Uma das participantes verbaliza como se dá essa ofensa. “Pareço tão velha assim? Sou saudável. Posso ficar de pé”, ela diz.

Além disso, a liberação do assento para um idoso reforça seu caráter de peso para a sociedade produtiva que tem de ceder lugar e abrir espaço para os improdutivos, como discutirei na análise dos documentos e diretrizes internacionais para o envelhecimento. O peso da inatividade é exacerbado ainda mais pela cultura paulistana, e na exaltação do trabalho na constituição identitária da cidade (MARINS, 1999). Por conta disso, o direito ao assento preferencial é relativizado por alguns dos participantes da pesquisa. Nesses casos, quando a pessoa que está ocupando o lugar do idoso está voltando da jornada de trabalho, o idoso pode ceder a “preferência” para aquele que trabalha. Nesse sentido, é possível resgatar como localmente a dignidade está construída sobre a noção de utilidade, com aquele que se mantém produtivo sendo mais digno do que o improdutivo.

 

Além disso, os assentos preferenciais são mobilizados para distinção entre os próprios idosos.

No espaço público, sua utilização sinaliza para eles (e entre eles) quem são os “velhos velhos” – o que para os participantes da pesquisa calha de ser sempre o outro. Como resume um deles, “entra no ônibus, jovem está sentado lá, no lugar do idoso, ele não levanta para dar lugar para idoso. Para mim não, mas para os idosos mesmo. Eu não, que eu vou em pé, mas eu tô um velho legal”. Essa classificação e julgamento estão implicados em um mecanismo de comparação social e autovigilância que é central no desenvolvimento dessa tese. A partir dele, propus que, já na interiorização dos discursos e representações que cunham um ideal de idoso, os participantes da pesquisa se empreguem em uma performance que se dá nos espaços públicos e nas redes sociais.

Essa performance visa uma identidade cunhada em termos de saúde e produtividade, cuja finalidade é resguardar a reputação desses idosos da sociedade, da comunidade e dos pares.

E é sob esse aspecto que o consumo de smartphones se mostra mais impactante para a experiência de envelhecimento. Meu argumento é que os smartphones viabilizem zonas de invisibilidade para as fragilidades e para os declínios do corpo, mas também para os comportamentos desviantes e consumos irresponsáveis que retomam a velhice como fase de realizações e liberdades – ainda que essas passem a ser, como demonstrarei, condicionadas à autonomia e ao sucesso de cada um no exercício da resiliência.

**PROBLEMAS E TAREFAS**
[a] No texto sobre os idosos e os assentos preferenciais, indique as coisas para as quais, segundo o argumento apresentado, os smartphones viabilizam zonas de invisibilidade.
[b] Prossiga o texto sobre os idosos e os assentos preferenciais a partir do ponto em que ele termina.

**DADOS DISPONÍVEIS**
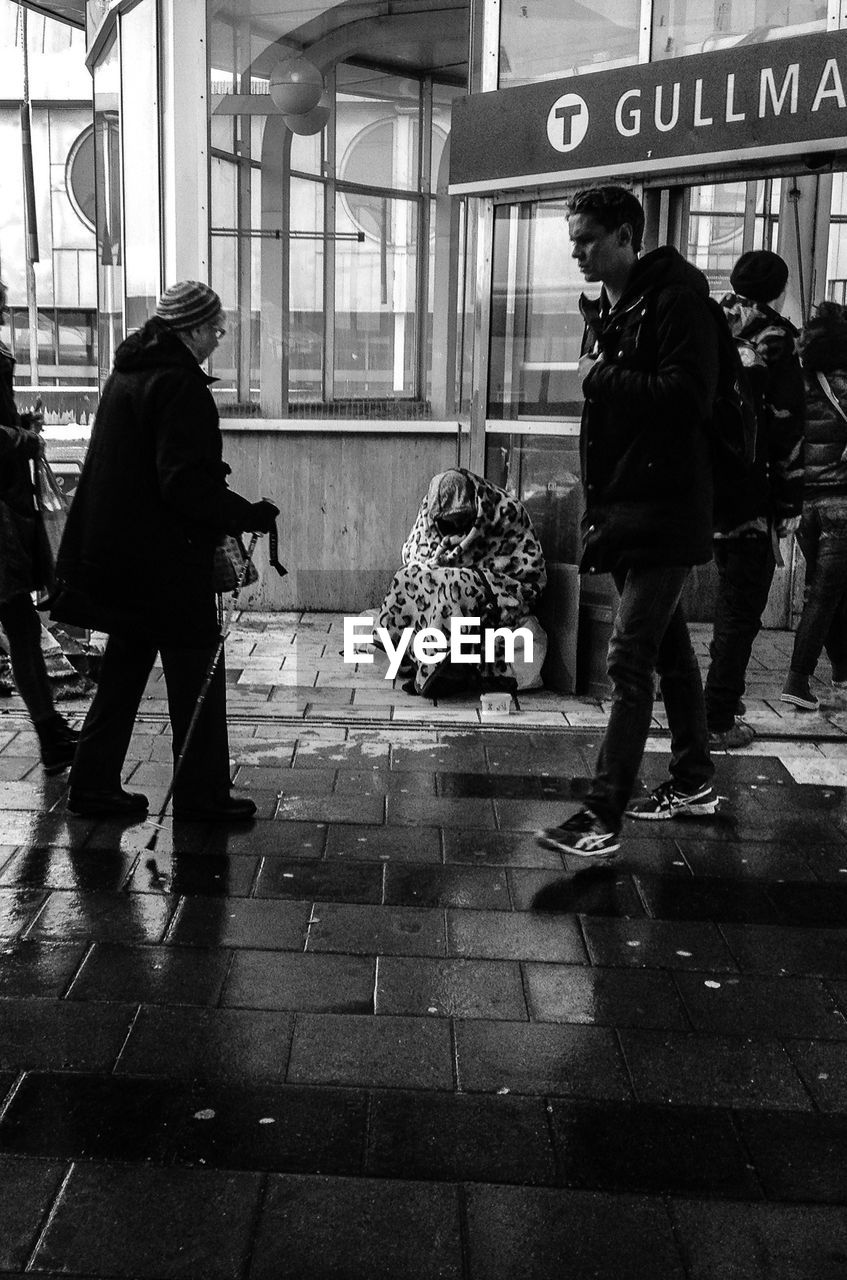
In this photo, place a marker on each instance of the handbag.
(228, 570)
(51, 515)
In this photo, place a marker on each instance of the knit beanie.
(759, 275)
(188, 305)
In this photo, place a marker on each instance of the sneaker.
(582, 835)
(737, 735)
(669, 801)
(797, 693)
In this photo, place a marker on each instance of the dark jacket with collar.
(18, 446)
(646, 466)
(152, 501)
(824, 350)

**RESPOSTAS DOS EXERCÍCIOS**
[a]
- as fragilidades
- os declínios do corpo
- os comportamentos desviantes
- os consumos irresponsáveis

[b]
Para dar conta dessa complexidade, fez-se necessária a mobilização de múltiplas metodologias, cujas escolhas foram determinantes do modo como cada um desses vetores foi construído e de como eles se articulam entre si nessa tese.

Essa é a justificativa que apresento para esta brevíssima introdução.

Não é possível introduzir e contextualizar a velhice mediada por smartphones e transpassada por discursos moralizantes como construída nessa pesquisa sem reconhecer que ela foi construída para essa pesquisa. Isso significa elucidar as escolhas metodológicas que resultaram em sua conceituação e aquelas outras que estruturaram sua problematização, permitindo que se chegasse a algumas conclusões e não a outras.

Além disso, trata-se de inserir a autora no mesmo mecanismo que confere aos participantes da pesquisa a ilusão de que são sujeitos-protagonistas das táticas que se convertem em suas experiências individuais de envelhecimento.

A autoria dessa tese é também, nesta perspectiva, ilusão de autonomia, uma vez que essa tomada de palavra se dá a partir de discursos anteriores que fundamentam os campos de saberes aos quais essa pesquisa se filia (PÊCHEUX, 2014). Por conseguinte, abrevio aqui essa introdução e opto pela passagem imediata para o capítulo de metodologia, marco zero dessa pesquisa, para apresentar as escolhas que definiram aquilo que diz essa tese e aquilo que me permitiu dizê-lo da forma como foi dito e de nenhuma outra.